Dataset excerpts START

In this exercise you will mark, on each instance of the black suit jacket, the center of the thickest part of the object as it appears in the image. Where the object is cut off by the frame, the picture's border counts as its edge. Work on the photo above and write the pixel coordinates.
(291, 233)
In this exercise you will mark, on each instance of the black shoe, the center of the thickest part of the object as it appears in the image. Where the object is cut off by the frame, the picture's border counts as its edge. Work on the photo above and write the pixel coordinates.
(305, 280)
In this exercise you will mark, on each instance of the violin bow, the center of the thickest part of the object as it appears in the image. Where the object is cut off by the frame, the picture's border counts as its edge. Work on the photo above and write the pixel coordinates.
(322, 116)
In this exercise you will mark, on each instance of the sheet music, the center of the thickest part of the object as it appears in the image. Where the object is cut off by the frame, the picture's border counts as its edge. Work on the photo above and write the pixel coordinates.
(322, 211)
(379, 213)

Dataset excerpts END

▸ What you have to do:
The reply should consist of the full listing, copied exactly.

▸ Task response:
In this exercise you will mark, on each instance of the black suit jacket, the center of the thickest part of the object as it appears in the image. Where the object is cut off by the frame, the picture's border counts as its edge. Work on the photo above and write the pixel coordinates.
(291, 233)
In this exercise you will mark, on each instance of the black shoe, the center of the thickest part of the object as it appears in the image. Where the object is cut off by the frame, the picture's border counts as its edge. Work on the photo above and write the pixel coordinates.
(305, 280)
In this exercise you will mark, on each instance of the violin bow, the center of the thickest part of the object as it appears in the image. Where the object is cut off by the frame, the picture's border counts as its edge. Work on the photo above and write the pixel coordinates.
(322, 116)
In this exercise you will mark, on each instance of the sheet music, the center of the thickest part of the object as it appears in the image. Where the object is cut off by the frame, the picture's border counts as its edge. Work on the photo above and write the pixel coordinates.
(322, 211)
(379, 213)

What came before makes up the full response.